DIRECTIONS: Your answer should be only the lines below from the one with "Each instance of the <item>rear" to the one with "Outline every instance of the <item>rear", repeated exactly, ends included.

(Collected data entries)
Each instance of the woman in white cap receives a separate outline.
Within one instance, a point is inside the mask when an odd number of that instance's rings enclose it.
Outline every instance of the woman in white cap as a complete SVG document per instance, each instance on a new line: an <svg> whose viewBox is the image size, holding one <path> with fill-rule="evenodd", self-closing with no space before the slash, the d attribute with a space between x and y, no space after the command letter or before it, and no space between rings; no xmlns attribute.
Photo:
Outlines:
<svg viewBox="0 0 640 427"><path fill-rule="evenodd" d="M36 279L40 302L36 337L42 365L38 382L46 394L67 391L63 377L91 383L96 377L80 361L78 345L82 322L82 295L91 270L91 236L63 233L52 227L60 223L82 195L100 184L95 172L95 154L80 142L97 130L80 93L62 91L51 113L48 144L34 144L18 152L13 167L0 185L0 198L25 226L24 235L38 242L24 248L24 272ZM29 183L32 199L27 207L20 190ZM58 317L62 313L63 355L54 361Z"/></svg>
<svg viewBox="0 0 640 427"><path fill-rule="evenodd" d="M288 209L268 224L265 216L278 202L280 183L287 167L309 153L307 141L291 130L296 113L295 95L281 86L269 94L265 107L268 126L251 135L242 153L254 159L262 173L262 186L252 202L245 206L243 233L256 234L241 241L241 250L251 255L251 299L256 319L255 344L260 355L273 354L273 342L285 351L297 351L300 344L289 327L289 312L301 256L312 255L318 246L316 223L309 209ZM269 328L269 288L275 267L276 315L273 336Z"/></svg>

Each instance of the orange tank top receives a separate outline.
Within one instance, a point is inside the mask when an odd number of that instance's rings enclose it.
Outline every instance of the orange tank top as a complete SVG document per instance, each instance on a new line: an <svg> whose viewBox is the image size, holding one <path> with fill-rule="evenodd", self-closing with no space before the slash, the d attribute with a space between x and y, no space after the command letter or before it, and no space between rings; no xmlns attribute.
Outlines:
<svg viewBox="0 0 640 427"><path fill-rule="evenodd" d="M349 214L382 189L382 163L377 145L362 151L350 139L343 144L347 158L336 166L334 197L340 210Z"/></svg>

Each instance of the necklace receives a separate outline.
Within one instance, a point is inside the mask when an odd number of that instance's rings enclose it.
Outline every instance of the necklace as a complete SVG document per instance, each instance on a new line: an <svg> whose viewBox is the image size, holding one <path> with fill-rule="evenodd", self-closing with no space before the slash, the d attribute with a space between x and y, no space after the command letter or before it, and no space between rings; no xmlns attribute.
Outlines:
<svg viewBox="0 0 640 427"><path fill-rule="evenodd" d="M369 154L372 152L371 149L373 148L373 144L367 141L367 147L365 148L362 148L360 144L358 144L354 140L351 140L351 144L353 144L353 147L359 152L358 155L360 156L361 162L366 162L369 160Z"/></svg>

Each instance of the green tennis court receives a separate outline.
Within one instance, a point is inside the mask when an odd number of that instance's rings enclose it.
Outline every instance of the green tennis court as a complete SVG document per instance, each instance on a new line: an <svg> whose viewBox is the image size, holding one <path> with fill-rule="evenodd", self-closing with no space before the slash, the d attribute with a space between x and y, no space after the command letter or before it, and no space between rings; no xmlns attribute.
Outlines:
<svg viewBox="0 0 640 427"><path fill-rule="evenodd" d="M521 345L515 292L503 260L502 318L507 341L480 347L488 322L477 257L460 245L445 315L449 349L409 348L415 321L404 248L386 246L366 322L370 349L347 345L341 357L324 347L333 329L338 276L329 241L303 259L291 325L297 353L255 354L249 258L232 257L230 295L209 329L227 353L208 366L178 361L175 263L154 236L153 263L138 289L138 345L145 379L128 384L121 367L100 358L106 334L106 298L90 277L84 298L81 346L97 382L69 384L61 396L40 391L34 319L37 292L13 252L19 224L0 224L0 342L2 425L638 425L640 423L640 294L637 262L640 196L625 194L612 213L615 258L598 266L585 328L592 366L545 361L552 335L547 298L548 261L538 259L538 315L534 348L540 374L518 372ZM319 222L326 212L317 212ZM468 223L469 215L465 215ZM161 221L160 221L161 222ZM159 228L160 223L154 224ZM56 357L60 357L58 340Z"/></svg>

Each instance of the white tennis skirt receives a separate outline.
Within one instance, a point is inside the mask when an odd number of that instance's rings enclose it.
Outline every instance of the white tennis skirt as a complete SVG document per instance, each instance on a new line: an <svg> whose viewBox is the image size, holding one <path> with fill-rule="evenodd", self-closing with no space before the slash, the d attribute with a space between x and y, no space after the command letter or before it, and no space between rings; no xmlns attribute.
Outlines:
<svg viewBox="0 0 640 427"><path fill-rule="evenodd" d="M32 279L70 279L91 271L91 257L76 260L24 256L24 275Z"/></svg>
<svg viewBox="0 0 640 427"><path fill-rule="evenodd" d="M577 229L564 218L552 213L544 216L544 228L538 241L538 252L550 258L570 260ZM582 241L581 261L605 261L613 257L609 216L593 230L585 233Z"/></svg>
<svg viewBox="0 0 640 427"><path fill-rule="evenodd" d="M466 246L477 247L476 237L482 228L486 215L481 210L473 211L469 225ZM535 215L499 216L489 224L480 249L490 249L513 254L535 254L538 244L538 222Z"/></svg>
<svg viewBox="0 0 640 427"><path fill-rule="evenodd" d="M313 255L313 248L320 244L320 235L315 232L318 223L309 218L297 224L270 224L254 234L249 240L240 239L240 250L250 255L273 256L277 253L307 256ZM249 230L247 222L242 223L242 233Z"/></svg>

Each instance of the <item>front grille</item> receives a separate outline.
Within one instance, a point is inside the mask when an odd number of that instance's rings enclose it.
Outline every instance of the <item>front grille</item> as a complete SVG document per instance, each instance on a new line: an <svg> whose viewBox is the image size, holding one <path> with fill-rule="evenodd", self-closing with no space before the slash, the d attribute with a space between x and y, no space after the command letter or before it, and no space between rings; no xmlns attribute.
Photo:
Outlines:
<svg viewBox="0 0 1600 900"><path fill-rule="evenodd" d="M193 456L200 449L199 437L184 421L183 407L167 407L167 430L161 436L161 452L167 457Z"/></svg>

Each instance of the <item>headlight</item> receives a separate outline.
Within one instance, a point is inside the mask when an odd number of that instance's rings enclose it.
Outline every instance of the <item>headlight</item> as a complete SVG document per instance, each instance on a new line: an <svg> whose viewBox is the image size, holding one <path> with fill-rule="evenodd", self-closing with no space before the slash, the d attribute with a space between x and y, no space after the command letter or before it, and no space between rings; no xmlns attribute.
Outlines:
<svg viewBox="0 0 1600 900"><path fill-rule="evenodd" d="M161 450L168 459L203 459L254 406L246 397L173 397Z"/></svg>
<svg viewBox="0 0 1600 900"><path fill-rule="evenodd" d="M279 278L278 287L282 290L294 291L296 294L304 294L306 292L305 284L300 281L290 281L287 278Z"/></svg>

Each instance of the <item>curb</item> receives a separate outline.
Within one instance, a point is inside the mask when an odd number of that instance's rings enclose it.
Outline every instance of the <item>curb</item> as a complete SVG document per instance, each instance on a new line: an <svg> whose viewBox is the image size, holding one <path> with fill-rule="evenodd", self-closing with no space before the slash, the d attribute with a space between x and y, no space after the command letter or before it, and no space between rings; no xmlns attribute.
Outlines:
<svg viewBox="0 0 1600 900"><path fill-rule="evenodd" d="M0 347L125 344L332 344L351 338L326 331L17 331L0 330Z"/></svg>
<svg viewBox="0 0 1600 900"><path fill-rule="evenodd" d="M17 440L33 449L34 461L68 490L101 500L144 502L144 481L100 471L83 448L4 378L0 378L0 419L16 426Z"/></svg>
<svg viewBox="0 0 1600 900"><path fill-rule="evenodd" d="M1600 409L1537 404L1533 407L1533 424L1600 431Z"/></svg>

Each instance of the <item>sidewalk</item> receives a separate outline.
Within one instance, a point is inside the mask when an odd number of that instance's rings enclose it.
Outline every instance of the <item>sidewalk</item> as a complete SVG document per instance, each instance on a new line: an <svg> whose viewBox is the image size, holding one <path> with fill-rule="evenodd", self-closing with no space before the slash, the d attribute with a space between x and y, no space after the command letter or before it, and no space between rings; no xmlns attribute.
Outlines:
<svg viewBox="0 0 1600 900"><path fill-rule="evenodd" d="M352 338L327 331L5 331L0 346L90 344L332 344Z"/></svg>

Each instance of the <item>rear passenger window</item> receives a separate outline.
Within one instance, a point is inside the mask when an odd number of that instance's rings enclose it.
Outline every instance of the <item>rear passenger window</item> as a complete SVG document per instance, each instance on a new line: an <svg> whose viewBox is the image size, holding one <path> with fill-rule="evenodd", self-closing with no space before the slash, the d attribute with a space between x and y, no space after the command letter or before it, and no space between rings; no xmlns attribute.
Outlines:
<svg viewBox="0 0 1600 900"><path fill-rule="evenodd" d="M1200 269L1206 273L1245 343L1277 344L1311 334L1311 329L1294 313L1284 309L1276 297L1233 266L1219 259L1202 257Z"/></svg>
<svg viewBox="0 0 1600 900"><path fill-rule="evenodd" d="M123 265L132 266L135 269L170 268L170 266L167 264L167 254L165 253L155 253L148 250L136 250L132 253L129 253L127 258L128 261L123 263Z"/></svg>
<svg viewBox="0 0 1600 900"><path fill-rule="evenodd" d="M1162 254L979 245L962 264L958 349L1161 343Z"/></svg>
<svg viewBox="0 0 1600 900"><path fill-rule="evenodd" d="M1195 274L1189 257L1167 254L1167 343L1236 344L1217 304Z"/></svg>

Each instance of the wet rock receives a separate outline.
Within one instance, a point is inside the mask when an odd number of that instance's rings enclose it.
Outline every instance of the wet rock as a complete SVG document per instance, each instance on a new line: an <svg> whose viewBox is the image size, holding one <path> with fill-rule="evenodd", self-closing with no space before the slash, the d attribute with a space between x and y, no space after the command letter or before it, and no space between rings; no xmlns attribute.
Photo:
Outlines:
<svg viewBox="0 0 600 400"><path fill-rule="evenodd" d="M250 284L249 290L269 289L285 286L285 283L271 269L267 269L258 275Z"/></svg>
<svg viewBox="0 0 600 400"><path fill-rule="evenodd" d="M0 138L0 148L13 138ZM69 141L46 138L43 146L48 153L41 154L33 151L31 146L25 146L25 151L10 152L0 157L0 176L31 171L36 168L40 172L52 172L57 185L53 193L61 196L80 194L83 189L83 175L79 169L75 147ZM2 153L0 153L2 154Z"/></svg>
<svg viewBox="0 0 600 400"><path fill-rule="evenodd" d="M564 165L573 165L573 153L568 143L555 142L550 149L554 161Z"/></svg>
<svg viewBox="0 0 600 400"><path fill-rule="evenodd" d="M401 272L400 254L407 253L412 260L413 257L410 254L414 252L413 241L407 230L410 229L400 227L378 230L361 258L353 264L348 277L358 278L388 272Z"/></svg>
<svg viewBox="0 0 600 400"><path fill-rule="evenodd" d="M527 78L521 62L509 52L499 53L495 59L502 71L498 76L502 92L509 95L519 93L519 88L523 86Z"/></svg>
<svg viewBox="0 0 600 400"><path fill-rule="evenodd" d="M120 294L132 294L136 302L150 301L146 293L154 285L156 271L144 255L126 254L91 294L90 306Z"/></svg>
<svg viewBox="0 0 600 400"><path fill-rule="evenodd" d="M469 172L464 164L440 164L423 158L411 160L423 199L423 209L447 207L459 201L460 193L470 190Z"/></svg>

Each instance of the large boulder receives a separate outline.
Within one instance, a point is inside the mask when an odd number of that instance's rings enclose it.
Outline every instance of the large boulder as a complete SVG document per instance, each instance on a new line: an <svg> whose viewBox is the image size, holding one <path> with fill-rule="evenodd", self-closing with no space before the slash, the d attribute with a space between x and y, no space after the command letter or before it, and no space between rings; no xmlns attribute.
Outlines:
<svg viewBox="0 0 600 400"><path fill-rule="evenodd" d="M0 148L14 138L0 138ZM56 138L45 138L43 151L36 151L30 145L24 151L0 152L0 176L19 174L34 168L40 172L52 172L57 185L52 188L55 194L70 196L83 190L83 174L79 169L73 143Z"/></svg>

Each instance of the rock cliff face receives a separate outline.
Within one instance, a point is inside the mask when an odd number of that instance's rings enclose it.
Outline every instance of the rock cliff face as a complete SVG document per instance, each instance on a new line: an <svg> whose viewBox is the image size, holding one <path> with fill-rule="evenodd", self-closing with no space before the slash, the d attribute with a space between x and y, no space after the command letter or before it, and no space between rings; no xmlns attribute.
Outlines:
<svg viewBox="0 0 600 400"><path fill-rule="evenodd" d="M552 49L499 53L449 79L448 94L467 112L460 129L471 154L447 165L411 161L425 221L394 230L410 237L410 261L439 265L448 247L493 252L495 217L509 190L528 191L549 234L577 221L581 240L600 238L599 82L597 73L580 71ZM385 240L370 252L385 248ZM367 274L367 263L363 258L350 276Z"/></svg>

COMPLETED EXERCISE:
Each instance of the <item>rear passenger window</item> receives a separate outline.
Within one instance, a point is inside the mask when an odd number of that instance's rings enclose it.
Outline every instance of the <item>rear passenger window</item> as a complete SVG document per instance, each instance on a new line: an <svg> whose viewBox is the image size, holding one <path> with fill-rule="evenodd", self-closing with no space before the slash, the d attribute with a space between x and y, no space after the command letter or before it, and no space between rings; no xmlns attribute.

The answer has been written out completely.